START RECORDS SHOWN

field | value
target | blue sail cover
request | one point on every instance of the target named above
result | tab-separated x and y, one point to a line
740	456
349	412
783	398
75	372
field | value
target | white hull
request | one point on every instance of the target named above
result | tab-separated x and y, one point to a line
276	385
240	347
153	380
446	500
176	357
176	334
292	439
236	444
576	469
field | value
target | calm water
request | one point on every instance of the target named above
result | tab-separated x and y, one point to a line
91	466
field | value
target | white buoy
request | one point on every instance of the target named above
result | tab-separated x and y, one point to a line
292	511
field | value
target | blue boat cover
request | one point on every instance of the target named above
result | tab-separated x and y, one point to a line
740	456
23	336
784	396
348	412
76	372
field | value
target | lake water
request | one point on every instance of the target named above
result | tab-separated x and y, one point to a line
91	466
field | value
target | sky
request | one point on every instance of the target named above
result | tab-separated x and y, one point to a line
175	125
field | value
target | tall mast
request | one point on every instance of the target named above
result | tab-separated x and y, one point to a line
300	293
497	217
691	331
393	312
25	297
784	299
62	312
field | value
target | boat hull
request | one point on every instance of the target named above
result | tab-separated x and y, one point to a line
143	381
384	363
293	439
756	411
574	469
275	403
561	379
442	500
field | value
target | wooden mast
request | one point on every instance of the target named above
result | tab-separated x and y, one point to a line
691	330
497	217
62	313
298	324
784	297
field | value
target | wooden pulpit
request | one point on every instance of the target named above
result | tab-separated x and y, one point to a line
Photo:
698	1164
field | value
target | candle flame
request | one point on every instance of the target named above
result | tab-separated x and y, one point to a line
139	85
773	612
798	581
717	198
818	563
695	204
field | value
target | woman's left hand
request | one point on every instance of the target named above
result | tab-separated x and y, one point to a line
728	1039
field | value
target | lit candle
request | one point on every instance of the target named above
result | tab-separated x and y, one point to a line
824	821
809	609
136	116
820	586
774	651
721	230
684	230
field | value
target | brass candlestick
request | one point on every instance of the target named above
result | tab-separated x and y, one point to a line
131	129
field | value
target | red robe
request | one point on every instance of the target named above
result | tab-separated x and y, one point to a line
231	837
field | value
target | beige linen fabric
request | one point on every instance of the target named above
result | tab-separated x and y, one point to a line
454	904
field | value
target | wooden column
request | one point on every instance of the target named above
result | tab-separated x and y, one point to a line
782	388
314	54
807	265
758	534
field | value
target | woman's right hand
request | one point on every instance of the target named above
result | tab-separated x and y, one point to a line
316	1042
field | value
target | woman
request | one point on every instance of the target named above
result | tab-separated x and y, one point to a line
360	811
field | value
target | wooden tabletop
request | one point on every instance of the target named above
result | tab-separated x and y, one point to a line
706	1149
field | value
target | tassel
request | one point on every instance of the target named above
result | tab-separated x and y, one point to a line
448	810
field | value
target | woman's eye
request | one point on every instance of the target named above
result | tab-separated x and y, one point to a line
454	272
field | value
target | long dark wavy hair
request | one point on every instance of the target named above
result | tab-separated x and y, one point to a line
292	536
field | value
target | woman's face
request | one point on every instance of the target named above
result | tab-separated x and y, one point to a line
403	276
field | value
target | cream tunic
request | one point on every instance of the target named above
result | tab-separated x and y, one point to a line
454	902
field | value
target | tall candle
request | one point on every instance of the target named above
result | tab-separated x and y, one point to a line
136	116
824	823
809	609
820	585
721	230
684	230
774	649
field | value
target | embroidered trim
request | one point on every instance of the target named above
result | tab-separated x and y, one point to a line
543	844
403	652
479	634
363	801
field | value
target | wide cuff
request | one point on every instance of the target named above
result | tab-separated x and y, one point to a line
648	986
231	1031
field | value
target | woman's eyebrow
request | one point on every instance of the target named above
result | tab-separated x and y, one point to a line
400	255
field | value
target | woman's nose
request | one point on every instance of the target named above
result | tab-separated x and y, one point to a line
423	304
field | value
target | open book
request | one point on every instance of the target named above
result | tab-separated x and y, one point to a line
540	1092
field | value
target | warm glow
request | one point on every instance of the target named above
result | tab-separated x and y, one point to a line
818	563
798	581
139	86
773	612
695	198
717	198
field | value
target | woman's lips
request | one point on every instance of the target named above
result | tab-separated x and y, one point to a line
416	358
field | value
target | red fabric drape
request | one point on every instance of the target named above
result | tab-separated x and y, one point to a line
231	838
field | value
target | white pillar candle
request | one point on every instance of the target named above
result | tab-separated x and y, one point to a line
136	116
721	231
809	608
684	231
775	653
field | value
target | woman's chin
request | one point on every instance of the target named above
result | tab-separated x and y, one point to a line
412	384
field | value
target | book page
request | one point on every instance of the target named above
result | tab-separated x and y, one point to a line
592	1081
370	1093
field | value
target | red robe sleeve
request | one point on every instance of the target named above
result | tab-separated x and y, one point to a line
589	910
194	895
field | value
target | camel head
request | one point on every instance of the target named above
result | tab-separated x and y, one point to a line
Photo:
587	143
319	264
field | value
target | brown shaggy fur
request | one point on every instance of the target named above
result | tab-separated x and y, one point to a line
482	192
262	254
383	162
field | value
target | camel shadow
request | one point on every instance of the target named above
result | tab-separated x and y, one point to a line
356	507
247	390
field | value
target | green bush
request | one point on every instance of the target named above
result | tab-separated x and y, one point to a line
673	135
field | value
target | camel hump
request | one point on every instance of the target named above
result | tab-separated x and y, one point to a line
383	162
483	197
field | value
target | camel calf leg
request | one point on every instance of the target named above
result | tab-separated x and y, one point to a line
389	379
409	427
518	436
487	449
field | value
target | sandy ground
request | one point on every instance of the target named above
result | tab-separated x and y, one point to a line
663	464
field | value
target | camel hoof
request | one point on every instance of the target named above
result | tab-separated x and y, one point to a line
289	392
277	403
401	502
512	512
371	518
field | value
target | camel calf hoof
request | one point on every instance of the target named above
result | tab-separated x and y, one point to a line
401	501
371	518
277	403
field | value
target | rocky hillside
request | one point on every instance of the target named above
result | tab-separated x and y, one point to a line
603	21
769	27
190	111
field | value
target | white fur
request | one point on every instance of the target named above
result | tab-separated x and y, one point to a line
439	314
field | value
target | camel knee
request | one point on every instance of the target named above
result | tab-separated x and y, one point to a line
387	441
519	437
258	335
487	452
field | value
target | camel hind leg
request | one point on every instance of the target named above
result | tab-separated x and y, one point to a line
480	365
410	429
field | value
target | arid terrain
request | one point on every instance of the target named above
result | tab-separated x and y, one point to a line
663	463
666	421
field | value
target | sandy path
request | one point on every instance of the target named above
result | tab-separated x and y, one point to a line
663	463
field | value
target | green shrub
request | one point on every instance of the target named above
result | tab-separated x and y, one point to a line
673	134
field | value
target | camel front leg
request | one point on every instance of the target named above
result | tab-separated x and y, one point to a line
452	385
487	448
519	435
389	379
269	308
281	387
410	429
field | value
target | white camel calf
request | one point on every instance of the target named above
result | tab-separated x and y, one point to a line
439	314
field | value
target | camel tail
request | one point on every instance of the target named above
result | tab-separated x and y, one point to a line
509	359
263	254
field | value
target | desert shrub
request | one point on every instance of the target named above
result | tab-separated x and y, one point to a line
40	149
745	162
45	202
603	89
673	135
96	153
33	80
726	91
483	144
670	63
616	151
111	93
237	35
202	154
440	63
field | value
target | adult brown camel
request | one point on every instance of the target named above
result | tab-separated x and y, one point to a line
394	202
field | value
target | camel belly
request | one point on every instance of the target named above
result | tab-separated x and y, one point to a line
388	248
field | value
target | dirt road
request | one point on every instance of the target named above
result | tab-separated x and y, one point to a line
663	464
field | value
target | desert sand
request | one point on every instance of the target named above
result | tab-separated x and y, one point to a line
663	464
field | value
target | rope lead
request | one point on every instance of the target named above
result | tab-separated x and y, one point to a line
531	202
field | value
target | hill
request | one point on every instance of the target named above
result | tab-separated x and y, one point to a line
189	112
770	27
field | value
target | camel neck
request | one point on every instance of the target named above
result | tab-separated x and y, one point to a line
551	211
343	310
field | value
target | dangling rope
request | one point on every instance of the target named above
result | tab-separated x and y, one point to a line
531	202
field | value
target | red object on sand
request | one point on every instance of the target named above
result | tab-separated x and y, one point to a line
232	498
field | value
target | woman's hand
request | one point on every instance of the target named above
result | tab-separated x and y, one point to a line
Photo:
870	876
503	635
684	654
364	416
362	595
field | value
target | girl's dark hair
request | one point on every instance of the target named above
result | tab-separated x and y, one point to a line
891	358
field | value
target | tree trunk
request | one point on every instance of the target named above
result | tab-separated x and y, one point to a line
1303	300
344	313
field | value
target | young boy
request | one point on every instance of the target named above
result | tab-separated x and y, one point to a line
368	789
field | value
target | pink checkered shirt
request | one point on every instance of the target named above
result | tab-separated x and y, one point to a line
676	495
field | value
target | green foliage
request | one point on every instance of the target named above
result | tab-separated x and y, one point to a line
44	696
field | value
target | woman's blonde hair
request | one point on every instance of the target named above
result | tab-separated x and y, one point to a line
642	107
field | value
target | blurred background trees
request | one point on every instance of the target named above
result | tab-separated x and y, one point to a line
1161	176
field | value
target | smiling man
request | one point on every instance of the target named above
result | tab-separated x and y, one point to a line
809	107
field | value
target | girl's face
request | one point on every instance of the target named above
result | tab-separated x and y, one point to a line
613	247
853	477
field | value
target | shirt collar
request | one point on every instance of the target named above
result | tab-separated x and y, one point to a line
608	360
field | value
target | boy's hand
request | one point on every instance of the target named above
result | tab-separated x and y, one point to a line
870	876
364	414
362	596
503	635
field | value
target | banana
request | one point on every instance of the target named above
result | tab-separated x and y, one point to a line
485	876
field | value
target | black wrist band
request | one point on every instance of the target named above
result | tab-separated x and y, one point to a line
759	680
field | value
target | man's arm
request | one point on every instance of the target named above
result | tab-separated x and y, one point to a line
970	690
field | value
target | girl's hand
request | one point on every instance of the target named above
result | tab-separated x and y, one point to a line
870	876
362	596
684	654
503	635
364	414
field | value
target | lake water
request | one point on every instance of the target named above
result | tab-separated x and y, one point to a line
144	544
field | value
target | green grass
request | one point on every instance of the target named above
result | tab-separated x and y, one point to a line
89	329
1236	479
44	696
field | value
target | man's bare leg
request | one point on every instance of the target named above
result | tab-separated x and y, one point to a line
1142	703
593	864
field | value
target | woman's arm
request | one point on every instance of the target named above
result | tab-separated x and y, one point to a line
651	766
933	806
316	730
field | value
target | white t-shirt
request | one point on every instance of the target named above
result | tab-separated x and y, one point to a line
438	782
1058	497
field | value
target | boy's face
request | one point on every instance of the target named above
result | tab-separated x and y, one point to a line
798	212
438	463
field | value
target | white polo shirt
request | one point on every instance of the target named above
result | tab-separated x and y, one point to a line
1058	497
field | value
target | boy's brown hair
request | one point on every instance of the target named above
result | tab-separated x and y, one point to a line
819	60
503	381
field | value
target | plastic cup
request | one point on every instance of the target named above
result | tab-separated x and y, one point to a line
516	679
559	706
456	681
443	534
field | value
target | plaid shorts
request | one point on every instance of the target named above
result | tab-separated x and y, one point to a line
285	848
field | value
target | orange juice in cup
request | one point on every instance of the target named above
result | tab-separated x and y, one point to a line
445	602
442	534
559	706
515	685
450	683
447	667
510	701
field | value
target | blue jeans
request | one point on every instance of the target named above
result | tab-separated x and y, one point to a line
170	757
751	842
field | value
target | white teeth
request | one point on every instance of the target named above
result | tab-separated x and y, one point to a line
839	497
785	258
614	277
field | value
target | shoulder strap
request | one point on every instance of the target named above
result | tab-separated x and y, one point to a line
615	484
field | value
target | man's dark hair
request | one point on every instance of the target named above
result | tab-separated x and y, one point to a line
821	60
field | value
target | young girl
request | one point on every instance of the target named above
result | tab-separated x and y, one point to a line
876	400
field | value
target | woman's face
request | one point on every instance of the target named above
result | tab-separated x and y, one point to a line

END RECORDS SHOWN

**YOUR GOAL:** Report, for the data above, every line in which the string "fabric" appears.

**WORKED SOLUTION:**
target | beige linen fabric
target | red fabric drape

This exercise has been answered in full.